▶ [Aim]: Set down exactly the lines running from the line with "Annotation task: tag one point per instance of the white" to the end of the listing below, both ends included.

▶ [Data provided]:

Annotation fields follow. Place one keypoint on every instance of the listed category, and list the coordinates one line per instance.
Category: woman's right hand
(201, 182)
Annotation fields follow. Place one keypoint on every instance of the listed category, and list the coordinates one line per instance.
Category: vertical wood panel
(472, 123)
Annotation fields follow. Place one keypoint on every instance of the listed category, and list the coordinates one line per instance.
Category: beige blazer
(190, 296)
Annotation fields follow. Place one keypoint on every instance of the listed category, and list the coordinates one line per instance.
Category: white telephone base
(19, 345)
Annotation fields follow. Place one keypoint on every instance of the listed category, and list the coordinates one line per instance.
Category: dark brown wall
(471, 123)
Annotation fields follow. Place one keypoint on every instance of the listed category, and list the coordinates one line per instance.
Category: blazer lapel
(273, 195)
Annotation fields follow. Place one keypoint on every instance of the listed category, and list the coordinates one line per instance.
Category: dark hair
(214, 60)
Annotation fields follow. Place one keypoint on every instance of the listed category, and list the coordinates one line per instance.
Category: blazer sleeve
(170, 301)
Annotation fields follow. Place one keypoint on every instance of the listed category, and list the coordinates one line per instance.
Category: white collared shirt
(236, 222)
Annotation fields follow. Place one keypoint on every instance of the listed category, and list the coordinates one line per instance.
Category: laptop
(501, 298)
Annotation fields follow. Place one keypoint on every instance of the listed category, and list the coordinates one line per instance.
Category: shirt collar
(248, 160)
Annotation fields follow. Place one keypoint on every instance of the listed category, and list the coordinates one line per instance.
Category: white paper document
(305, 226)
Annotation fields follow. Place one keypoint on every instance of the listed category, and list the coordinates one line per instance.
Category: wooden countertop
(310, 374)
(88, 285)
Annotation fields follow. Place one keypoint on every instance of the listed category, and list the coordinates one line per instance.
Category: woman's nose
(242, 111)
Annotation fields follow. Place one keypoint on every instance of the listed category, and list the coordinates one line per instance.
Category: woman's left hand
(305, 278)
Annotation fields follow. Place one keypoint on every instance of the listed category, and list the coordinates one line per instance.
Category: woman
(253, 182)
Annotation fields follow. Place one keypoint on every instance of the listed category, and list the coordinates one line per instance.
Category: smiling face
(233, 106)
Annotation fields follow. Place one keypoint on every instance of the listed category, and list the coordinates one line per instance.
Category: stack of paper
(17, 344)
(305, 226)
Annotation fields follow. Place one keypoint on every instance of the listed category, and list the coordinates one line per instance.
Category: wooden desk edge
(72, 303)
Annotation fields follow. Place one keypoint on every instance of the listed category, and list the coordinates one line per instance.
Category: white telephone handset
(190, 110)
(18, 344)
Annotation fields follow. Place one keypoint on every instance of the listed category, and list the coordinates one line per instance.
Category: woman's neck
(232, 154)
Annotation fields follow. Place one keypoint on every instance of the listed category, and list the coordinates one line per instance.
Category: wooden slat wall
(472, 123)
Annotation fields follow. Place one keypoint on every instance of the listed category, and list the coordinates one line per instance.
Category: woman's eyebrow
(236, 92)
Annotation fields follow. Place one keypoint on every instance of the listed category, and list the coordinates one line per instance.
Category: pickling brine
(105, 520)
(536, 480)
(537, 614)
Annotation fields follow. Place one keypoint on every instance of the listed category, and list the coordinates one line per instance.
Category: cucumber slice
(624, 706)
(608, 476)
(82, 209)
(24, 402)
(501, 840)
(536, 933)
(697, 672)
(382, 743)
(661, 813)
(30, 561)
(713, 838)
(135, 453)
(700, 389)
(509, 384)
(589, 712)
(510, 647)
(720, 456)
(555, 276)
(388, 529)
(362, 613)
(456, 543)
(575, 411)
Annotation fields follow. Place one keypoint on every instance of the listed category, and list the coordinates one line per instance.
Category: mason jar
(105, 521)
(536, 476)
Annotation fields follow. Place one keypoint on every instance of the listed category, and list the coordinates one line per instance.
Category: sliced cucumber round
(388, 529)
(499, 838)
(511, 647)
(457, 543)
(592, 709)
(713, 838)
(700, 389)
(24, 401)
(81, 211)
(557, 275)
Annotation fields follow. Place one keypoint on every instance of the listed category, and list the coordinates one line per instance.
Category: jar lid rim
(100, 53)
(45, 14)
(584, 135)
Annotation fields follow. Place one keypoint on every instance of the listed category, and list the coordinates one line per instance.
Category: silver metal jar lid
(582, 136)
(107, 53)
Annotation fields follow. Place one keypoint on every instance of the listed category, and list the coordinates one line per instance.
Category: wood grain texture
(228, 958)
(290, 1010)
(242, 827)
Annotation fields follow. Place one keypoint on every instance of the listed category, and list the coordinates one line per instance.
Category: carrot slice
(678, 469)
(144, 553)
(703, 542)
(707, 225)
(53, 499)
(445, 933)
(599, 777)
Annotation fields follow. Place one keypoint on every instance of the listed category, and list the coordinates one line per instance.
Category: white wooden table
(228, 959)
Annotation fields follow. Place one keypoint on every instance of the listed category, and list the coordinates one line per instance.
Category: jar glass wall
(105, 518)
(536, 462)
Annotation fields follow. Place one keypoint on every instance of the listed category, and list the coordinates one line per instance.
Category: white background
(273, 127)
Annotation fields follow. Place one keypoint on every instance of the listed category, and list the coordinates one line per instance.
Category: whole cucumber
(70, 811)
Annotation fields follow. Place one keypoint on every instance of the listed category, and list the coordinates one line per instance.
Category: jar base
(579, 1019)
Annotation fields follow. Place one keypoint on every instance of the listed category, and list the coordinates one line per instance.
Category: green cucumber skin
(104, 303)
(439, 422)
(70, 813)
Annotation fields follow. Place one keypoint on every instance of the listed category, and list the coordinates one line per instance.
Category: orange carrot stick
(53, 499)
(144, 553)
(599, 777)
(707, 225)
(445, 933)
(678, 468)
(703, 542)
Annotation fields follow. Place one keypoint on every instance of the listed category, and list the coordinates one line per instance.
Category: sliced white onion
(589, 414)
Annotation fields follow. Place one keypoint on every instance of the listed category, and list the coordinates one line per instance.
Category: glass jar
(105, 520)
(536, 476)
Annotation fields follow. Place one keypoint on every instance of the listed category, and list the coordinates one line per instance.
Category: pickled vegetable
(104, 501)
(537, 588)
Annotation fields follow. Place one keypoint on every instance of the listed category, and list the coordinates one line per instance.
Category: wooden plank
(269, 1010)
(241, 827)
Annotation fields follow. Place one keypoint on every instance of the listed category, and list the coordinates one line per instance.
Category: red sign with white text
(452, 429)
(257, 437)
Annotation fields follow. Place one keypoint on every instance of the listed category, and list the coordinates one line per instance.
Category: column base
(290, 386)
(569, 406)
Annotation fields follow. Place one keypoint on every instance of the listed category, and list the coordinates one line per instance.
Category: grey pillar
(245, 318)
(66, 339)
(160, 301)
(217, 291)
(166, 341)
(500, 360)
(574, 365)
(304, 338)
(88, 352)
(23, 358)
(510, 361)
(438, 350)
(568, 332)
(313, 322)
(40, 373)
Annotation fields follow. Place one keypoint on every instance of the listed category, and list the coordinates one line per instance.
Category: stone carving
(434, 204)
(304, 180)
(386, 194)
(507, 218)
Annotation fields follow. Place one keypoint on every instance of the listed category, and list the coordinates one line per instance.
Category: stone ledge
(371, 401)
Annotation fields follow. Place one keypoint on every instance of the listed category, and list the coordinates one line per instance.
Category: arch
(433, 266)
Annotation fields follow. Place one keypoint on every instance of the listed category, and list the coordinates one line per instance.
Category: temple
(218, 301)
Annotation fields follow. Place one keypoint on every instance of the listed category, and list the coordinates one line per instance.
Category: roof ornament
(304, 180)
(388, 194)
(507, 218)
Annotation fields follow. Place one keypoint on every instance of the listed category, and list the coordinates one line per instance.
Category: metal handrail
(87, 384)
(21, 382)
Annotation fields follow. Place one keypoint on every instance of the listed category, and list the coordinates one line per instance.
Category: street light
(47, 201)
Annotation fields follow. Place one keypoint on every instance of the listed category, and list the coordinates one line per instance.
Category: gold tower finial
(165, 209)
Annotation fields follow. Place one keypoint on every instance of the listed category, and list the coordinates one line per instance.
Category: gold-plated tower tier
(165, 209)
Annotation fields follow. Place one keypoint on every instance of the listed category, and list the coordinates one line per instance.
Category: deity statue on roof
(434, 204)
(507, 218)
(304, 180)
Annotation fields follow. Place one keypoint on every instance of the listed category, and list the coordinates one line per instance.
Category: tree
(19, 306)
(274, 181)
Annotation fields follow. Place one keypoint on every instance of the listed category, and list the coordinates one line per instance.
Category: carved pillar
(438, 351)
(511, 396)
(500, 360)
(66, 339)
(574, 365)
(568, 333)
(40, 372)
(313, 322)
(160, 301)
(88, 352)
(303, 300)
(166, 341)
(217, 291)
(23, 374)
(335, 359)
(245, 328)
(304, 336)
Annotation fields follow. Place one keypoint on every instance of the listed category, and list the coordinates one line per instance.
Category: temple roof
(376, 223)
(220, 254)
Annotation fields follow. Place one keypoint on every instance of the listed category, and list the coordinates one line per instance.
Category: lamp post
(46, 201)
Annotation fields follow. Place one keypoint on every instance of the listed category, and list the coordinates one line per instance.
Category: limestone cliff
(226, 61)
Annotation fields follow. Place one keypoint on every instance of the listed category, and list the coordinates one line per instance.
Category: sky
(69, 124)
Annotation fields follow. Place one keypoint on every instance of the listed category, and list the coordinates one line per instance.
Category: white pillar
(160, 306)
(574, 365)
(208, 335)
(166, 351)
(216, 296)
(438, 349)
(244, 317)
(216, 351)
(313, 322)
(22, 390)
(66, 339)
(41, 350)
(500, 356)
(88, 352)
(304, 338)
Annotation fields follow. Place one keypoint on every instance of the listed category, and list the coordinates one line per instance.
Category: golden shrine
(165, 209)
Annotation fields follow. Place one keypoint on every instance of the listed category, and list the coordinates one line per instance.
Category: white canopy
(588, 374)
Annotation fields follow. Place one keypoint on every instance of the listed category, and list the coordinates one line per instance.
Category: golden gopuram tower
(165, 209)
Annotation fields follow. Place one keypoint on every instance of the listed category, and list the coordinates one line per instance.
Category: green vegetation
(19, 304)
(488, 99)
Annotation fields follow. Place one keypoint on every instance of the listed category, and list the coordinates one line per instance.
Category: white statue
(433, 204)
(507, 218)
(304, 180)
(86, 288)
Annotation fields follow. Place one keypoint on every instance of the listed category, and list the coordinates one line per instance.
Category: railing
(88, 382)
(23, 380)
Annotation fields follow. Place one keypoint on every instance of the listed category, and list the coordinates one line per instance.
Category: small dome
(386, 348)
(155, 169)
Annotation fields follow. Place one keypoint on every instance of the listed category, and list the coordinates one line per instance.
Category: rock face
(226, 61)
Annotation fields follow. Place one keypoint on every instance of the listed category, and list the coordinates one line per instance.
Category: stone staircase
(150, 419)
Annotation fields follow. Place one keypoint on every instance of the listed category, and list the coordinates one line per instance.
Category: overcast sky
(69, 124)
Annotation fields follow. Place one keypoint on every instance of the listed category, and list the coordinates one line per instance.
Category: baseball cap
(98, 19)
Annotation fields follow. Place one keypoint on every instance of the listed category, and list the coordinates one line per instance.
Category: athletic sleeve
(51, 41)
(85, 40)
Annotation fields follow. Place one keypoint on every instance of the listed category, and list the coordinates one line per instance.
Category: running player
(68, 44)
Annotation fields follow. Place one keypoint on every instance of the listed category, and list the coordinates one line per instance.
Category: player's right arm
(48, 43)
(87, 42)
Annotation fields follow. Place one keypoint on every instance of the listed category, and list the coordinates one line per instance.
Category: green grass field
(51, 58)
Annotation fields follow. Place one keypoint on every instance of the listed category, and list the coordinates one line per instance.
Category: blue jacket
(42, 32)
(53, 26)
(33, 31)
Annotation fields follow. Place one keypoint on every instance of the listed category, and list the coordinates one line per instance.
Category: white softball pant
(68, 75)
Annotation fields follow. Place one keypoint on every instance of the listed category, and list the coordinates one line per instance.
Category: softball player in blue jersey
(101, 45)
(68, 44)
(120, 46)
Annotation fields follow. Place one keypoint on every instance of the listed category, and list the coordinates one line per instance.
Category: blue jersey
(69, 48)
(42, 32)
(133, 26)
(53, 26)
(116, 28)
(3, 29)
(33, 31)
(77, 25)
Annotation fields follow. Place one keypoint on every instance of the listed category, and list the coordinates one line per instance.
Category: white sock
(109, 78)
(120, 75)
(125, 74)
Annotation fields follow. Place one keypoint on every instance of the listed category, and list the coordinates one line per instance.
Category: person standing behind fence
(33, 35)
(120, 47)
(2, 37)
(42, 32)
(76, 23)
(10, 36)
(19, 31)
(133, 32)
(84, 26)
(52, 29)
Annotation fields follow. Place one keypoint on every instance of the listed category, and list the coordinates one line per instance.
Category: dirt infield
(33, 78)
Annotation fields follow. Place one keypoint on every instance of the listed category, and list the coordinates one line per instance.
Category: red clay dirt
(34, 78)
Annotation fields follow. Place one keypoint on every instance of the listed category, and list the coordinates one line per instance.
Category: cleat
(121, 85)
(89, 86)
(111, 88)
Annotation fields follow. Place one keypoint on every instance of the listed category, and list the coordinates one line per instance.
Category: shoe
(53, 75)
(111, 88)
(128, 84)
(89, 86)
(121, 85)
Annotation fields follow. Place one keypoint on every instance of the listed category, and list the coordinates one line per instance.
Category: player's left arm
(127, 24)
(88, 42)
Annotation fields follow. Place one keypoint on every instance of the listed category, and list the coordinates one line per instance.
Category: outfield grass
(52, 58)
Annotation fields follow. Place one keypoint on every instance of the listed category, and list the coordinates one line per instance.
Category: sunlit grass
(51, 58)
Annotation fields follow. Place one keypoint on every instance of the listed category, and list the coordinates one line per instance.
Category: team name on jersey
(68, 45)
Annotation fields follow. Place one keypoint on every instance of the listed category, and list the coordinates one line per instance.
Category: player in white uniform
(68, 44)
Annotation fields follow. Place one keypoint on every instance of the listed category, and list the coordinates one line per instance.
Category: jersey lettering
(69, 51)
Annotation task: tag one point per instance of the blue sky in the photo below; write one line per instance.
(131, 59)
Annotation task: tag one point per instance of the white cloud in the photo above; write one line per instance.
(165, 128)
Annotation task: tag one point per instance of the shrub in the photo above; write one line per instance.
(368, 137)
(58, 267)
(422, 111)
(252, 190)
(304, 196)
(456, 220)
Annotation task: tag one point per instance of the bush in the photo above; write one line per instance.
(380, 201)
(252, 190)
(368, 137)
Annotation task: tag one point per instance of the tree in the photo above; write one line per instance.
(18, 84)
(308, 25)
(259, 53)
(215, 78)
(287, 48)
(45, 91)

▶ [Solution below]:
Annotation task: tag one point per instance of the white cloud in the photo above; write one line per instance.
(165, 128)
Annotation task: tag one point per instance of the shrub in the photo above; write one line per instance.
(368, 137)
(58, 267)
(422, 111)
(252, 190)
(304, 196)
(456, 220)
Annotation task: tag one point per instance of the bush in the photo above; write one line per instance.
(380, 201)
(252, 190)
(368, 137)
Annotation task: tag one point per instance of the tree in the photo above; write one line per instance.
(18, 84)
(308, 25)
(259, 53)
(215, 78)
(287, 48)
(45, 91)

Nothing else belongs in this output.